### Page text:
·····

Dr Annalisa Savaresi, Senior Lecturer in Environmental Law, Faculty of Arts and Humanities, University of Stirling
Dr Margaretha Wewerinke-Singh, Assistant Professor of Public International Law, Grotius Centre for International Legal Studies, Leiden University
After its landmark ruling in the Urgenda case in 2015, on 25 May 2021 the Hague District Court marked another milestone in the history of climate litigation worldwide by ordering Royal Dutch Shell to reduce its CO2 emissions of 45% by 2030, compared to 2019 levels. The ruling is significant in enforcing both environmental and human rights obligations on a corporation.
The judgement was issued after a group of environmental organizations – including Friends of the Earth and Greenpeace amongst others – asked the Court to rule that Shell should reduce its emissions, in accordance with the global temperature goal enshrined in the Paris Agreement and in accordance with the best available climate science.
As in Urgenda, the applicants relied on Dutch tort law to construe Shell’s duty of care in light of the rights to life and to respect for private and family life, as enshrined in the European Convention on Human Rights and in the International Covenant on Civil and Political Rights.
The Court relied on ‘the widespread international consensus that human rights offer protection
against the impacts of dangerous climate change and that companies must respect human rights.’ It found that Shell has a responsibility to act in accordance with the temperature goal in the Paris Agreement. This finding is especially significant because Shell is a private actor and as such, not bound by any obligations under the Paris Agreement. Equally significant is the Court’s finding that Shell’s responsibility to act in line with the Paris Agreement is based on the recognition that businesses must respect human rights, irrespective of the actions of States.

·····

### Extracted material:
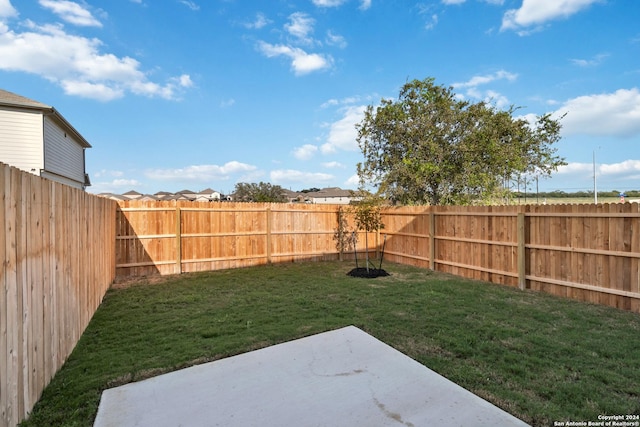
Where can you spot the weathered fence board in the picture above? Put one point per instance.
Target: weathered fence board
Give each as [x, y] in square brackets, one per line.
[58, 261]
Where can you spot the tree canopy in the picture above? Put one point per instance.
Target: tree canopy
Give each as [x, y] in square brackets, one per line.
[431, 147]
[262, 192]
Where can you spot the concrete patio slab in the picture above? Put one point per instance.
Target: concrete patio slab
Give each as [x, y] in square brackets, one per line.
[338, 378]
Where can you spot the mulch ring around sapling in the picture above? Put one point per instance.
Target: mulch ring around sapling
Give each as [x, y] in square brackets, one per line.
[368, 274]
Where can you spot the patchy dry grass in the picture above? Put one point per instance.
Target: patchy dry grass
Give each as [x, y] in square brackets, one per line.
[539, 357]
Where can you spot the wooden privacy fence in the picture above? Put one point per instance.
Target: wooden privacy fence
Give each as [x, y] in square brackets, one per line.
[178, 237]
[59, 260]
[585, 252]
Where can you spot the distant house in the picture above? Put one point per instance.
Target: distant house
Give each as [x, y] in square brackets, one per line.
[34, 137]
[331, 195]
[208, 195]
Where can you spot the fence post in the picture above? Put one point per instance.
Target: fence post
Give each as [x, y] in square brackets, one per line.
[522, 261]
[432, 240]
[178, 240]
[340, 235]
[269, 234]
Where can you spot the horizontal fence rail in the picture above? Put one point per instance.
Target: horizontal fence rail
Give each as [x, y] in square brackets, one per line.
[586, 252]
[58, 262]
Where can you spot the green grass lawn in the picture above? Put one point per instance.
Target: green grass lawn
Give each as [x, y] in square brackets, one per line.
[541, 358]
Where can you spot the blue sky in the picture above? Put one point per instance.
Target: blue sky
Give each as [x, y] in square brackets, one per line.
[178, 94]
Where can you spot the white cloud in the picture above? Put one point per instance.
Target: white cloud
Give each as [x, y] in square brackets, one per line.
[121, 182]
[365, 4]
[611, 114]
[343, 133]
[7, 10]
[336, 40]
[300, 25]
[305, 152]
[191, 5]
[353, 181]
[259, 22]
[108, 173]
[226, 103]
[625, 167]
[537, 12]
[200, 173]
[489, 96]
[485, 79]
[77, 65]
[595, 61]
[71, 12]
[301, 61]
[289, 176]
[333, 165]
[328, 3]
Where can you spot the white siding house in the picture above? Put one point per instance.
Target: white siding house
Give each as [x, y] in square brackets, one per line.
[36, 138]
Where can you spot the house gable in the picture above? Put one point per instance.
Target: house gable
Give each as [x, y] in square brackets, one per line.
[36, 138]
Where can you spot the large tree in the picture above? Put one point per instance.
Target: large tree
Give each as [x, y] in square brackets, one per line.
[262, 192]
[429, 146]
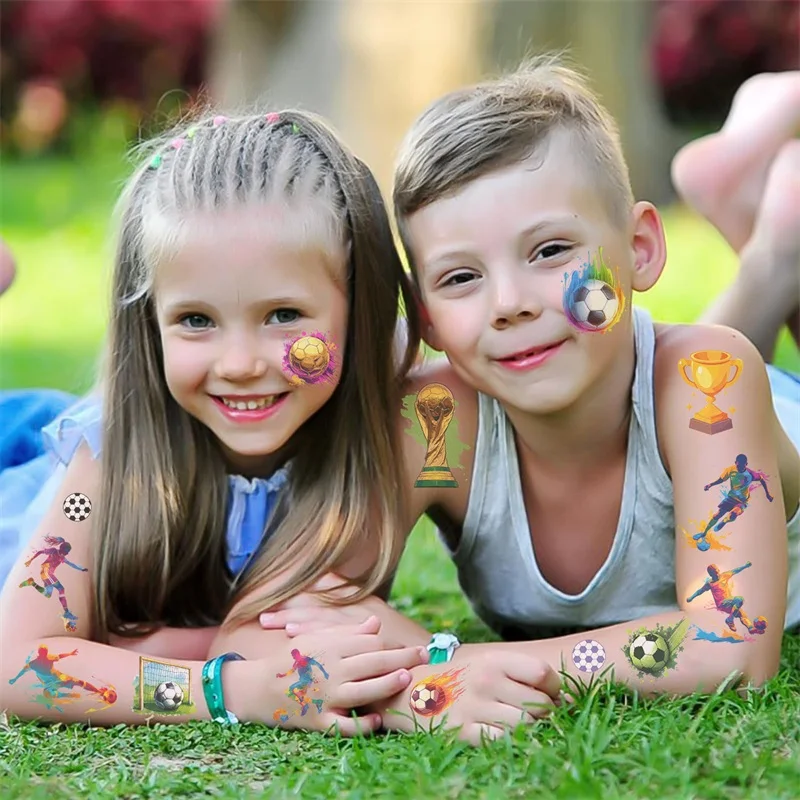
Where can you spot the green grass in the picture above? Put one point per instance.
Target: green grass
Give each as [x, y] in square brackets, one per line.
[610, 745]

·····

### Stated problem 1:
According to the text about the Shell climate ruling, by how much and by what year did the Hague District Court order Royal Dutch Shell to cut its CO2 emissions?
### Stated problem 2:
Write the next part of the text about the Shell climate ruling, starting after its last sentence.
The entries have no connection to the text about the Shell climate ruling.

### Answer 1:
By 45% by 2030, compared to 2019 levels.

### Answer 2:
The Court did not hesitate to rely on the UN Guiding Principles on Business and Human Rights (UNGP), despite their status as ‘soft law’ instruments. The Court brushed aside concerns about the legal status of the Principles, by asserting that since 2011, ‘the European Commission has expected European businesses to meet their responsibilities to respect human rights, as formulated in the UNGP.’ The Court deemed this to be sufficient basis to use the UNGP to interpret Shell’s standard of care. Indeed, the Court went as far as saying that ‘the responsibility of business enterprises to respect human rights, as formulated in the Guiding Principles, is a global standard of expected conduct for all business enterprises wherever they operate.’
Even within the Netherlands, while the judgement is provisionally enforceable, it will set a legal precedent only if the higher courts uphold on appeal, which Shell has already announced it would pursue. However, such a formalistic assessment does not do justice to the impact of the case on legal action and adjudication around the world. It is highly likely that the decision will inspire other legal initiatives and even judicial reasoning in similar cases. The field of climate litigation is characterised by transnational collaboration and judicial dialogue; litigants around the world are inspired by innovative strategies and legal arguments that have been used in other jurisdictions and the judiciary likewise draws inspiration from climate judgements that have been delivered elsewhere. The decision of The Hague District Court in the Urgenda case, for example, was cited by courts around the world in their decisions on other climate cases – even while an appeal was pending. Urgenda also inspired numerous other cases, including in Belgium, Czech Republic, France, Germany, Ireland, South Korea, Switzerland and the United Kingdom, which use similar legal arguments. Court victories were achieved in several of these cases. Against this backdrop, there is reason to be hopeful about this decision’s potential to mark a new era in rights-based climate litigation, whereby fossil fuel companies are being held to account for disrespecting their human rights obligations and climate goals.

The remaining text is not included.